> **Dataset records**
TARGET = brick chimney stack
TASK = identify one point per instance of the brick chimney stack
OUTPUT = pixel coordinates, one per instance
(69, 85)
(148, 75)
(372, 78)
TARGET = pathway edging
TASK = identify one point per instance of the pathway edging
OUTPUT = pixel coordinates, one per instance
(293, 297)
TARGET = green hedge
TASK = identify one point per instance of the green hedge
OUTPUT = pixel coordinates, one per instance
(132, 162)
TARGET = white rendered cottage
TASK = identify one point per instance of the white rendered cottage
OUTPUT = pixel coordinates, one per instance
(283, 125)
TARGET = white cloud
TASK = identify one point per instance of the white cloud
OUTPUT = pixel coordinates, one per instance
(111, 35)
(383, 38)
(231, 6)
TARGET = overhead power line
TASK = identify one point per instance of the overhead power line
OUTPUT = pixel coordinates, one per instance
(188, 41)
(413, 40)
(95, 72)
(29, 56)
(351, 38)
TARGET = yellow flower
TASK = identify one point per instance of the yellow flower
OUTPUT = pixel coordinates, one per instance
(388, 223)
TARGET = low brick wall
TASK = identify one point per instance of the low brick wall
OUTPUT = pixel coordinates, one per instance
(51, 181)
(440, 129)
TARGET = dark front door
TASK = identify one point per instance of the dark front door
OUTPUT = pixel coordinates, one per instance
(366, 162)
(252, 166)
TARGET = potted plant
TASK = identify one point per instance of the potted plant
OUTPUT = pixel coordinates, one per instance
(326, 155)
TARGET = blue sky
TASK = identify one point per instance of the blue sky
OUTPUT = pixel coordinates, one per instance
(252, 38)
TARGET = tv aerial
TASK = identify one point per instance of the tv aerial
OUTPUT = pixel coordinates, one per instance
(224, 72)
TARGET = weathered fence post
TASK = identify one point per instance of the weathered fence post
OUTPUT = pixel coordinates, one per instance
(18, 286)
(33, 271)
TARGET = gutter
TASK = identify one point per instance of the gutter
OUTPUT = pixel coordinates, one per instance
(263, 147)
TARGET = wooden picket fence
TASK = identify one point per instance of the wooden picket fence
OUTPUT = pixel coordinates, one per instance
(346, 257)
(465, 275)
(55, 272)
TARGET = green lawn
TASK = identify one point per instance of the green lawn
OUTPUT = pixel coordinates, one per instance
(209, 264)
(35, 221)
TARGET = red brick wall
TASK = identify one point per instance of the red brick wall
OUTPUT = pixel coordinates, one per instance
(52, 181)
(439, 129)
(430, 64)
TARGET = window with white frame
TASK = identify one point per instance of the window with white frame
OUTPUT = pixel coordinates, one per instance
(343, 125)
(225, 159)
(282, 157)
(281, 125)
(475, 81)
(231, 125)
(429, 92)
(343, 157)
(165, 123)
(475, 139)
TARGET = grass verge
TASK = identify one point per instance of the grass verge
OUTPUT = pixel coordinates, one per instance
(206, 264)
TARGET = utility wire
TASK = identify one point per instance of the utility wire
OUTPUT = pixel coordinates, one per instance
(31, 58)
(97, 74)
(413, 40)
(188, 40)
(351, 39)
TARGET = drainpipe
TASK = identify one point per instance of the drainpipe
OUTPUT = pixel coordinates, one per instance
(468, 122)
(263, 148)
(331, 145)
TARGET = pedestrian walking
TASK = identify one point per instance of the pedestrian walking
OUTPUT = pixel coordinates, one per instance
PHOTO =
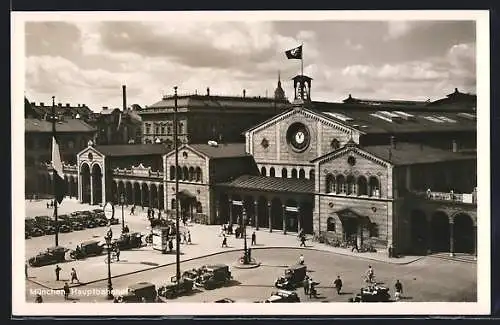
(338, 284)
(303, 241)
(398, 286)
(305, 284)
(74, 276)
(66, 291)
(58, 270)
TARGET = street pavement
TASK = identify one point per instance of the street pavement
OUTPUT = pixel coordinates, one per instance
(428, 279)
(206, 241)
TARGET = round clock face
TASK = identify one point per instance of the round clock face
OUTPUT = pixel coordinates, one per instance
(298, 137)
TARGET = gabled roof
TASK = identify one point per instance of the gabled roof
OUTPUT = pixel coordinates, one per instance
(67, 125)
(123, 150)
(271, 184)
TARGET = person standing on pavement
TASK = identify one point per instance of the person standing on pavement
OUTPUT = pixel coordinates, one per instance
(58, 270)
(305, 284)
(66, 291)
(74, 276)
(338, 284)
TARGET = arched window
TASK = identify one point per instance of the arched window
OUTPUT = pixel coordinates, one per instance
(351, 185)
(340, 184)
(198, 174)
(172, 172)
(362, 186)
(330, 186)
(335, 144)
(330, 224)
(179, 173)
(374, 186)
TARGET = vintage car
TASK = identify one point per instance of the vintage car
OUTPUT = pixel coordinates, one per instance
(140, 292)
(129, 241)
(282, 296)
(375, 293)
(50, 256)
(293, 277)
(213, 276)
(87, 249)
(173, 290)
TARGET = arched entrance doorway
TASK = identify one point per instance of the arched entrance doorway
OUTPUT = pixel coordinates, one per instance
(85, 183)
(463, 234)
(276, 214)
(96, 184)
(440, 232)
(419, 232)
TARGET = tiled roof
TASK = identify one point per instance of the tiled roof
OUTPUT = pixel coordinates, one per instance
(122, 150)
(271, 184)
(66, 125)
(412, 153)
(222, 150)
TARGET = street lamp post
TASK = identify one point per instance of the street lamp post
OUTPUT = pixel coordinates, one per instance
(110, 286)
(122, 202)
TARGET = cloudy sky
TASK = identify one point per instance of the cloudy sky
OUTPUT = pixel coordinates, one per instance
(88, 61)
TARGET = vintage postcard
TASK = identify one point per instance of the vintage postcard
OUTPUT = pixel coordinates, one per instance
(169, 162)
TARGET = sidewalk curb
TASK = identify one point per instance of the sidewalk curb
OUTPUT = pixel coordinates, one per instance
(219, 253)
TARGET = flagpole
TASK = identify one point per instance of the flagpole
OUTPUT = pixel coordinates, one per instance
(54, 190)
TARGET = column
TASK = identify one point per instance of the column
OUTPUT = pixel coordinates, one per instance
(474, 234)
(230, 210)
(452, 240)
(299, 216)
(91, 189)
(284, 219)
(256, 214)
(269, 206)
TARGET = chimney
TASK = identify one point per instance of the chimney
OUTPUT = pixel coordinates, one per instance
(393, 142)
(124, 97)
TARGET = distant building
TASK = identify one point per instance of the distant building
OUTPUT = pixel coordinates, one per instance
(202, 118)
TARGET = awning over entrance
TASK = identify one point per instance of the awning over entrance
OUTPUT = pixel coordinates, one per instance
(271, 184)
(345, 214)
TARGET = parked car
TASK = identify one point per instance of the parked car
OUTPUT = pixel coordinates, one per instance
(213, 276)
(87, 249)
(50, 256)
(129, 241)
(173, 290)
(293, 277)
(138, 292)
(375, 293)
(282, 296)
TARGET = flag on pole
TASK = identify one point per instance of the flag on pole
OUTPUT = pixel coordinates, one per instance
(59, 183)
(295, 53)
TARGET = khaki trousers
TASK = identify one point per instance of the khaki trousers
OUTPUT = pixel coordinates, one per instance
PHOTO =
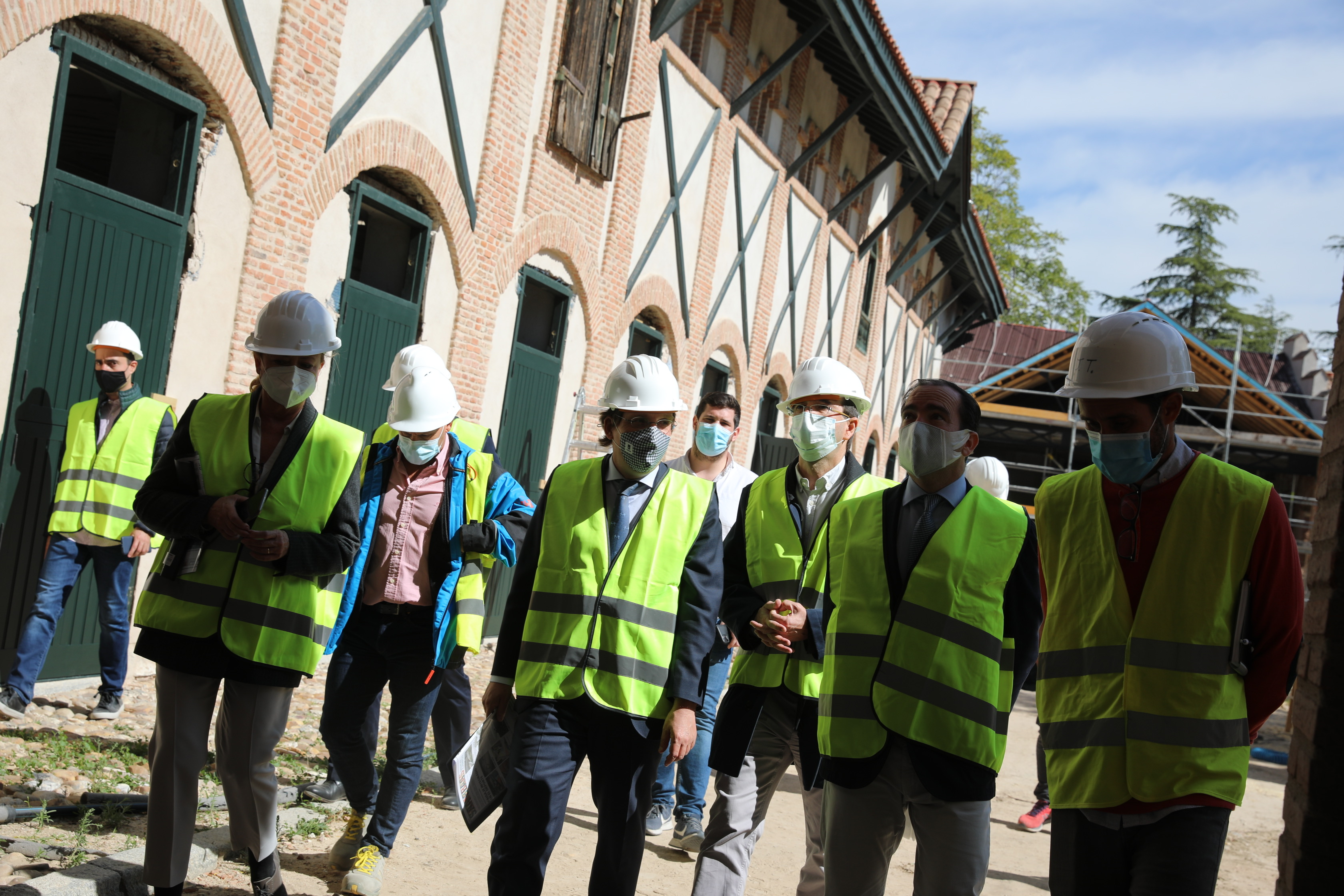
(252, 722)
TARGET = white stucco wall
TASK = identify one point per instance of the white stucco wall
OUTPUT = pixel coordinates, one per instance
(412, 93)
(691, 116)
(327, 261)
(756, 182)
(27, 90)
(209, 300)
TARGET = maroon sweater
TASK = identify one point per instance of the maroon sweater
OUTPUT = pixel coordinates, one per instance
(1276, 624)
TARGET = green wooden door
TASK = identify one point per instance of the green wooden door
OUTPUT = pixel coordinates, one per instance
(380, 304)
(109, 238)
(534, 378)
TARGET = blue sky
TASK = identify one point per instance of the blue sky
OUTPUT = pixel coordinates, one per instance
(1113, 105)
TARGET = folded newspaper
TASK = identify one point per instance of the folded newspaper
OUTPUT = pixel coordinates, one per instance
(480, 770)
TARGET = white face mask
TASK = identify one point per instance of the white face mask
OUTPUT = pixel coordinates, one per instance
(290, 386)
(814, 436)
(926, 449)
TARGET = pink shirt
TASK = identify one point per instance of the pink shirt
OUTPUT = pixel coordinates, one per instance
(401, 536)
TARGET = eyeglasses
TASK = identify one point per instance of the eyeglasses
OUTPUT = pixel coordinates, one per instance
(664, 424)
(820, 409)
(1127, 543)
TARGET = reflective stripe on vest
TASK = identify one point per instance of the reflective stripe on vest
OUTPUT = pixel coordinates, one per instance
(598, 629)
(775, 563)
(97, 484)
(279, 620)
(941, 672)
(470, 597)
(1144, 706)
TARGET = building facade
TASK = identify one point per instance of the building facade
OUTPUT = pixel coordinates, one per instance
(537, 188)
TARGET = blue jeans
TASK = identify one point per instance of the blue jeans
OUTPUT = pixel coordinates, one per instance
(687, 781)
(396, 652)
(61, 569)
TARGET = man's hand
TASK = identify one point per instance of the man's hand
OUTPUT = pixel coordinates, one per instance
(224, 518)
(498, 699)
(779, 624)
(678, 732)
(266, 546)
(139, 544)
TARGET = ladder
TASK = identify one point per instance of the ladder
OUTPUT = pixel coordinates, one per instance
(576, 440)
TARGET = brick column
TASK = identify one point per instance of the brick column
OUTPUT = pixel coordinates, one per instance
(1308, 851)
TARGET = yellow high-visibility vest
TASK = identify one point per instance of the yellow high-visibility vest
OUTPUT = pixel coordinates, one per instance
(1144, 706)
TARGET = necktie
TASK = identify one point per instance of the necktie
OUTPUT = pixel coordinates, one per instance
(622, 523)
(920, 538)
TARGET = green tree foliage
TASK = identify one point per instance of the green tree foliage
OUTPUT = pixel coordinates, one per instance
(1197, 288)
(1041, 292)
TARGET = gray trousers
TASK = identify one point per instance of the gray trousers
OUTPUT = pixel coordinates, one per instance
(252, 722)
(863, 828)
(737, 817)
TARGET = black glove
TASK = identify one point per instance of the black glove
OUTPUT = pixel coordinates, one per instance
(478, 538)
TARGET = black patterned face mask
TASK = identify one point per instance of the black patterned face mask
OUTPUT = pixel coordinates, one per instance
(644, 449)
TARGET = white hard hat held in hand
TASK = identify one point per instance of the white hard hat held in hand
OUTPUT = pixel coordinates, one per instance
(424, 401)
(988, 473)
(410, 358)
(294, 323)
(1128, 355)
(118, 335)
(826, 377)
(643, 383)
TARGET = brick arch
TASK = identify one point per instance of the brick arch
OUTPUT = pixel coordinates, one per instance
(388, 143)
(183, 40)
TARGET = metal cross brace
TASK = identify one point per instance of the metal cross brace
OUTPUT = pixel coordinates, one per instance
(678, 184)
(740, 261)
(795, 272)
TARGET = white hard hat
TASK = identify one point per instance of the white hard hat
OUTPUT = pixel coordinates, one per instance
(424, 401)
(990, 475)
(643, 383)
(294, 323)
(118, 335)
(1128, 355)
(826, 377)
(410, 358)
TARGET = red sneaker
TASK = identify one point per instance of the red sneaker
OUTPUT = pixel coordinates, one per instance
(1035, 820)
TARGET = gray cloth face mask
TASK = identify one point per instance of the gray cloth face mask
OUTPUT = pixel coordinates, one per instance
(644, 449)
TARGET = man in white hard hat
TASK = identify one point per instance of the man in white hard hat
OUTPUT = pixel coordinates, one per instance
(452, 718)
(605, 637)
(428, 504)
(260, 494)
(679, 789)
(772, 567)
(111, 445)
(1174, 613)
(932, 616)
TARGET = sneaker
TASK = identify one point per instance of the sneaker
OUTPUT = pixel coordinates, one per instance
(1039, 814)
(323, 792)
(343, 852)
(366, 878)
(109, 706)
(658, 821)
(11, 703)
(689, 835)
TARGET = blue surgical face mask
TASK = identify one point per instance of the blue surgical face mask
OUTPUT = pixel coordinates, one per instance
(417, 452)
(713, 440)
(1124, 458)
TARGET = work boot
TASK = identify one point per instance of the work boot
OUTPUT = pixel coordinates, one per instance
(366, 878)
(323, 792)
(1037, 818)
(342, 854)
(11, 703)
(658, 821)
(109, 706)
(687, 835)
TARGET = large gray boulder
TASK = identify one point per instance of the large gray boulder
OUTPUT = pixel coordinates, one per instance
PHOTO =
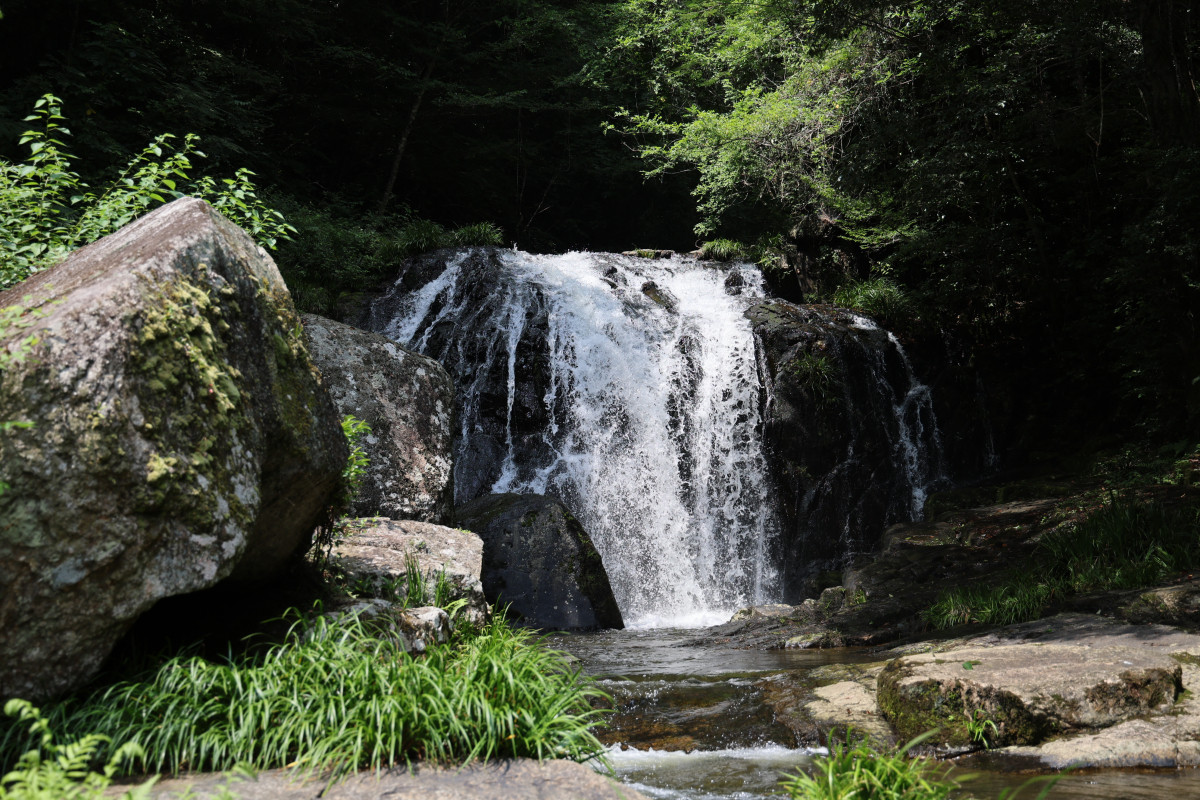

> **Exercise objective**
Copy the items that open with the line containing "TARGET = brick column" and close with the line containing "(1041, 292)", changing "necktie" to "bow tie" and leaving everything else as it is.

> **Correct answer**
TARGET = brick column
TASK = identify one point per instance of the brick column
OUTPUT = pixel coordinates, one per instance
(1308, 851)
TARGET = yellow high-visibility vest
TASK = identify one point per instance of the yellow high-visibility vest
OUTPUT = pixel coordinates, one per instance
(1144, 706)
TARGET = bow tie
TASK = identify one point per instance of the bow tie
OUTPUT = pixel coordinates, one per instance
(622, 523)
(920, 538)
TARGET = green tree foliage
TASK = identify one point per instance of the green tree foliage
OUTPUT = pixel coordinates, one per instance
(1197, 288)
(1041, 292)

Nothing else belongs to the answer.